Exercise objective ▸ Could the lines from the one with "Where can the green wooden" through the end of the listing be restated exactly, with nothing else included?

Source records ▸
════

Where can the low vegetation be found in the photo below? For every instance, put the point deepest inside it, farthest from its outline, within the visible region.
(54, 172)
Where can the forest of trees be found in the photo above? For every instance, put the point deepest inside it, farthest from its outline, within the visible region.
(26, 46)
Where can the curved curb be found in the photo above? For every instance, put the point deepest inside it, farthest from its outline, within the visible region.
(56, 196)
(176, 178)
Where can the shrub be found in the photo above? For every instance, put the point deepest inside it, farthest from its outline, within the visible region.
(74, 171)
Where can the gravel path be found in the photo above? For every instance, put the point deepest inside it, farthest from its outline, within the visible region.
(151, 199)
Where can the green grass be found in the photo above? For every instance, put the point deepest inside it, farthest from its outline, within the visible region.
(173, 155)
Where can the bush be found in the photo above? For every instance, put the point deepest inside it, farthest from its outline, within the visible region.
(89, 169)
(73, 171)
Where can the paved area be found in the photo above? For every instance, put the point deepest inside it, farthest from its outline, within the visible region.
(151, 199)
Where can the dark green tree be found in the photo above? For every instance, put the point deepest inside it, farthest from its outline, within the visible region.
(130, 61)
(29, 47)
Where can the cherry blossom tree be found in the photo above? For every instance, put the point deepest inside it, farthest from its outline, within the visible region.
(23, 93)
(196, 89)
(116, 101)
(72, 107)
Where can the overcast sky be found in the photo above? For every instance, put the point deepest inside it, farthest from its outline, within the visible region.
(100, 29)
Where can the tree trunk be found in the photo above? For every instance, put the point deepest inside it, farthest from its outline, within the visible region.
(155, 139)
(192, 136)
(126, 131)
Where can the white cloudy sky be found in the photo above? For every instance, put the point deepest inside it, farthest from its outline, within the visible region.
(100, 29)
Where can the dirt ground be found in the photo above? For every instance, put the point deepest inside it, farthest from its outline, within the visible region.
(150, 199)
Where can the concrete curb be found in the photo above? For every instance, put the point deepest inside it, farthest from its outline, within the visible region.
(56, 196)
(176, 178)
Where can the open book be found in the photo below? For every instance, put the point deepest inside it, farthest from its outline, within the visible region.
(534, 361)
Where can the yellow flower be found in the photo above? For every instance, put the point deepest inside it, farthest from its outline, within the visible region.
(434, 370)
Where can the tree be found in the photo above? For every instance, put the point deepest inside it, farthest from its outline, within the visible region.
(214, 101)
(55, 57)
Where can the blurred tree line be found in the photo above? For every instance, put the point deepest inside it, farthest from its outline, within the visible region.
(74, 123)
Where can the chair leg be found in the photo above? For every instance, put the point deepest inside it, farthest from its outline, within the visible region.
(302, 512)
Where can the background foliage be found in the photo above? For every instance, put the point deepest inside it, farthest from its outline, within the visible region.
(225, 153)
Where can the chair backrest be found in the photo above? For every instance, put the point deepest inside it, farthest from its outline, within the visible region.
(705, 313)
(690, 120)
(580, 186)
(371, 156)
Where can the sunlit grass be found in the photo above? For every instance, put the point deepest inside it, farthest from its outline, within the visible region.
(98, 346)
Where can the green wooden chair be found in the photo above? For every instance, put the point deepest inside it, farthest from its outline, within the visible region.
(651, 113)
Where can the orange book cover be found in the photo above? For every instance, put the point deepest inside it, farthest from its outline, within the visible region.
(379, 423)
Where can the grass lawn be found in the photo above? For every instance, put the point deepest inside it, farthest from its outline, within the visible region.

════

Result of this exercise ▸
Where can the green wooden chair be found in the photo above? For every instance, put the point deepest inside it, farthest from its outline, within the visible region.
(651, 113)
Where can the orange book cover be found in the photo above? For every instance, put the point deepest inside it, farthest from its outline, within the visible region.
(379, 423)
Where can the grass lawn be found in the photo above? For every instance, put the point deepest inside it, farthest from its outline, within the visible region.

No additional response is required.